__EXTRACT__:
____________________

A method of making any of the resins described herein wherein the following are added to a twin screw extruder and blended together: i) a virgin resin with a first polyolefin; ii) a post-consumer recyclate or PCR resin having a second polyolefin; iii) a compatibilizer having a semi-crystalline matrix and a rubber component, and iv) an impact modifier.
A method of making any of the resins described herein wherein the following are added to a twin screw extruder and blended together to form a blended resin: i) a virgin resin with a first polyolefin; ii) a post-consumer recyclate or PCR resin having a second polyolefin; and iii) a compatibilizer having a semi-crystalline matrix and a rubber component; then an impact modifier is added to the blended resin and formed into a desired part.
Any method herein wherein the articles are formed by injection molding, extrusion, thermoforming, stretch blow molding and injection blow molding.
As used herein, the term ‘virgin’ refers to an unused material, as provided by the manufacturer and has not yet been processed into a consumer item.
As used herein, the term ‘recycle’ means processing an item into new products or materials. ‘Post-consumer recycled’ or ‘PCR’ resin refers to plastic that has been molded into a product, used by the consumer and then recycled.
As used herein, the term “polymer” means a macromolecular compound prepared by polymerizing monomers of the same or different type. The term “polymer” includes homopolymers, copolymers (including block and random), polymers with three or more monomers, interpolymers, and so on.

____________________

__WORK REQUIRED__: Quote the passage on recycled resin blends word for word, from "Any method herein" to "interpolymers, and so on.", both included. None of the material below matters here.

____________________

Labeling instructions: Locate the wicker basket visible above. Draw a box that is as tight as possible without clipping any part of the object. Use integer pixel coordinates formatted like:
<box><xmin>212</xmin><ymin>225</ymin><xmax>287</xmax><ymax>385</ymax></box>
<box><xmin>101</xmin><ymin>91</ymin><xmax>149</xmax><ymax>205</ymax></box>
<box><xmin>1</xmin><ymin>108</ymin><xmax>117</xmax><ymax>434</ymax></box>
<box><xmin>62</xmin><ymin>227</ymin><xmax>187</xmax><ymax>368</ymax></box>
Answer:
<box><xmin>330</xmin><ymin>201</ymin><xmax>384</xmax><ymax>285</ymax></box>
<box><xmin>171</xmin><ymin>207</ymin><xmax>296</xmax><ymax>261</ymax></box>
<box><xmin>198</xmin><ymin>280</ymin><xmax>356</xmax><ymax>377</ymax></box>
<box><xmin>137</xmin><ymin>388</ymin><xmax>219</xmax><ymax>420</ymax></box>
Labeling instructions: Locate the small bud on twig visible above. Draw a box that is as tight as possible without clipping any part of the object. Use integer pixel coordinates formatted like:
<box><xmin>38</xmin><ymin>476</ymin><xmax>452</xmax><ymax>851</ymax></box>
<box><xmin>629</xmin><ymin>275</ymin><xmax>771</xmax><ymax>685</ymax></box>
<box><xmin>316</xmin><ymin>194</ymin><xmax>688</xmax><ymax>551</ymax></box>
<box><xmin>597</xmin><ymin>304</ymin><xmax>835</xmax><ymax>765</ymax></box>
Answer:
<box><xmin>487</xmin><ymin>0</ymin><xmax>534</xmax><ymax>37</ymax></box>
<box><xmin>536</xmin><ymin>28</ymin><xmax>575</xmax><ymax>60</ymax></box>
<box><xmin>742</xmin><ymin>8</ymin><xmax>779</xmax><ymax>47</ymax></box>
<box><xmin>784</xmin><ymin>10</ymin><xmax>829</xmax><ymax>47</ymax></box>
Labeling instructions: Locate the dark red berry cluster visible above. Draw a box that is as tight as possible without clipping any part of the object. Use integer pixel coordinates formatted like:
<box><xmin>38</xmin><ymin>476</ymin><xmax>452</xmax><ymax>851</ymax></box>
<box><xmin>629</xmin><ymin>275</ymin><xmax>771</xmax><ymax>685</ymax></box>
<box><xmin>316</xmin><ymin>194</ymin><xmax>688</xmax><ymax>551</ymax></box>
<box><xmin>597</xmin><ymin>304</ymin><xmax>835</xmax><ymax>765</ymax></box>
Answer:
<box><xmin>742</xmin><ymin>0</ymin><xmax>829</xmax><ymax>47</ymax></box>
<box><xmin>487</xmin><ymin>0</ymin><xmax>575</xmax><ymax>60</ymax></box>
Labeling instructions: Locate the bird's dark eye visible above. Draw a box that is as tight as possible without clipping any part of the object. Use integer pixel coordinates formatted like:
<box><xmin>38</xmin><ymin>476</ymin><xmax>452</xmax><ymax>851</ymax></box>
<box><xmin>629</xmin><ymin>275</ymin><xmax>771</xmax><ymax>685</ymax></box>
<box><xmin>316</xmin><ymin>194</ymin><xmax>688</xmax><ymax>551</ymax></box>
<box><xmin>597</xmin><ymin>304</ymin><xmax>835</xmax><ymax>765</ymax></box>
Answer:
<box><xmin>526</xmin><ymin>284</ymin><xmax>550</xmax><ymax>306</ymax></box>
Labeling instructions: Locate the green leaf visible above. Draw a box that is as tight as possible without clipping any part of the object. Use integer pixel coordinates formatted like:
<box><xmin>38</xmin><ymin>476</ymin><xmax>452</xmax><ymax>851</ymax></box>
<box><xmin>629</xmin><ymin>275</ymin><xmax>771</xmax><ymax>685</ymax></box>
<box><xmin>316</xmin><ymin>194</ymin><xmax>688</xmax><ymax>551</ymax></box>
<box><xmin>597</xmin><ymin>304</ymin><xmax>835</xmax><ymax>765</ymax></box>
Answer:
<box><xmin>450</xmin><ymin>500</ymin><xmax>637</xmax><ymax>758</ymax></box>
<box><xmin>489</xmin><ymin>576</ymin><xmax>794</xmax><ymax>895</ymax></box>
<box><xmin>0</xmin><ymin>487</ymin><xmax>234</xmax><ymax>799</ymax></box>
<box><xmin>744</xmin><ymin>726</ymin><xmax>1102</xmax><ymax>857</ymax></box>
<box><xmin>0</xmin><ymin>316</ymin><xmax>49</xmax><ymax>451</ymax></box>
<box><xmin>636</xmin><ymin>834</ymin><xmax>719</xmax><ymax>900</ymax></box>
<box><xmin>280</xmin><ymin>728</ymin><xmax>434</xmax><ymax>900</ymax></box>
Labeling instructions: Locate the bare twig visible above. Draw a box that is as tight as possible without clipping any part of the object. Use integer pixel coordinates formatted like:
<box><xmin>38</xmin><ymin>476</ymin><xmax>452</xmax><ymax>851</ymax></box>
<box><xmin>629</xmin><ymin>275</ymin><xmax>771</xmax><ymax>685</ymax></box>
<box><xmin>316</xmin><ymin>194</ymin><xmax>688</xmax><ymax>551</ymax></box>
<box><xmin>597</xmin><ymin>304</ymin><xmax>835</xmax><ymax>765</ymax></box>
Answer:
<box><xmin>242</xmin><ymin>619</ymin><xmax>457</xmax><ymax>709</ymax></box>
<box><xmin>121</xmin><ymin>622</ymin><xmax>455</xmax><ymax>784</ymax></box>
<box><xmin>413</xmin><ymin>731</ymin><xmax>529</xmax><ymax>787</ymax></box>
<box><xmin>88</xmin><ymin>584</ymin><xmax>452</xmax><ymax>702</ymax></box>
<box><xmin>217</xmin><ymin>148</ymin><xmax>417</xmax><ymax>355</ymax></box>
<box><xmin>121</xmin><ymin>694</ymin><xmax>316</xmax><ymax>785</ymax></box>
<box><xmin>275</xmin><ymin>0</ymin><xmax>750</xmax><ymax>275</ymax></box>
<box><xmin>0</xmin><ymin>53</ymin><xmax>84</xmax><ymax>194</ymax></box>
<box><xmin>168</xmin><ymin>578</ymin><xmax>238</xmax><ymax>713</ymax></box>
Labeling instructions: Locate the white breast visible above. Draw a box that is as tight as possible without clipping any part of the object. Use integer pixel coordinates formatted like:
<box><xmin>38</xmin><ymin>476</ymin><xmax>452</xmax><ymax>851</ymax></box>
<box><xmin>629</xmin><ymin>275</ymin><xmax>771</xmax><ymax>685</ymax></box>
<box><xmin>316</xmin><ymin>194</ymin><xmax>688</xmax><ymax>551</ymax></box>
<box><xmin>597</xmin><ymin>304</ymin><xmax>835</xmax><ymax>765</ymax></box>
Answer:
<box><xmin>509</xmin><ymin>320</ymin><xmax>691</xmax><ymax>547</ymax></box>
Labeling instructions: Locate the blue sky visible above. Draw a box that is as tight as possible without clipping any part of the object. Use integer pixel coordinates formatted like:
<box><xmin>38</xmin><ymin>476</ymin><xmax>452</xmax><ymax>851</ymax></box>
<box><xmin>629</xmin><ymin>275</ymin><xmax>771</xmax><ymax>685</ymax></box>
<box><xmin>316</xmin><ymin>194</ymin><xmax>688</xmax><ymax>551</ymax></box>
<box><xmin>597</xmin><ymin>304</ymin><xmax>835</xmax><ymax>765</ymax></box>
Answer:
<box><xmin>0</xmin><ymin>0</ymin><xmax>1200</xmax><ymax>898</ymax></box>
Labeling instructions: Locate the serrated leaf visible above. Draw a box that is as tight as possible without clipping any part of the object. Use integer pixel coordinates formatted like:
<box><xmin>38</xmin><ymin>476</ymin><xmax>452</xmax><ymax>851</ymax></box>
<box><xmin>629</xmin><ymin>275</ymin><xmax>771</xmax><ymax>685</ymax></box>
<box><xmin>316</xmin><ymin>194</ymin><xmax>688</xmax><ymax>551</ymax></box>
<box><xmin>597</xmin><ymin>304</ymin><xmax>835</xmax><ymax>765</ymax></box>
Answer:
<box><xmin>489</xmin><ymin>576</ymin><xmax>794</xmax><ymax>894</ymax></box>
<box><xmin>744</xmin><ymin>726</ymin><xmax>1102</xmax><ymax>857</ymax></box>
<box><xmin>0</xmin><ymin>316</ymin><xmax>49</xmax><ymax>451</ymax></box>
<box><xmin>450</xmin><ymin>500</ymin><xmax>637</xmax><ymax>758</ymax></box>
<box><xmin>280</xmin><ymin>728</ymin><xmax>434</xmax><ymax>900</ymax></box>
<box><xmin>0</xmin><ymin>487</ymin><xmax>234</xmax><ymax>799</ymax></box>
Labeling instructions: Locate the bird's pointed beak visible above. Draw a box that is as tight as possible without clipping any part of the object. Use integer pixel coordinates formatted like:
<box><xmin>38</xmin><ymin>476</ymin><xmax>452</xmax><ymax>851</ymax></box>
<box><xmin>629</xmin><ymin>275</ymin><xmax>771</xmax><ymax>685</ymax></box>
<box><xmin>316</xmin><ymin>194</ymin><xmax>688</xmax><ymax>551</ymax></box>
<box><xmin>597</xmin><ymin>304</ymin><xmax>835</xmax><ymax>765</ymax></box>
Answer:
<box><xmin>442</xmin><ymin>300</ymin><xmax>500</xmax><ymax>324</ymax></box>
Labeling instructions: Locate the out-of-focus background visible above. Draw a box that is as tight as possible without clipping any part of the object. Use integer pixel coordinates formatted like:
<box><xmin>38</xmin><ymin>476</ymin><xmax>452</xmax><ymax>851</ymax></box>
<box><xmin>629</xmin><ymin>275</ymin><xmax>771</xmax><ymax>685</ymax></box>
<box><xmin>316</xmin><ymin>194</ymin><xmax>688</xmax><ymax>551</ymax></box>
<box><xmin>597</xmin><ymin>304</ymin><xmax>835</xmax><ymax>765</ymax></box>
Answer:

____________________

__THE ANSWER__:
Any method herein wherein the articles are formed by injection molding, extrusion, thermoforming, stretch blow molding and injection blow molding.
As used herein, the term ‘virgin’ refers to an unused material, as provided by the manufacturer and has not yet been processed into a consumer item.
As used herein, the term ‘recycle’ means processing an item into new products or materials. ‘Post-consumer recycled’ or ‘PCR’ resin refers to plastic that has been molded into a product, used by the consumer and then recycled.
As used herein, the term “polymer” means a macromolecular compound prepared by polymerizing monomers of the same or different type. The term “polymer” includes homopolymers, copolymers (including block and random), polymers with three or more monomers, interpolymers, and so on.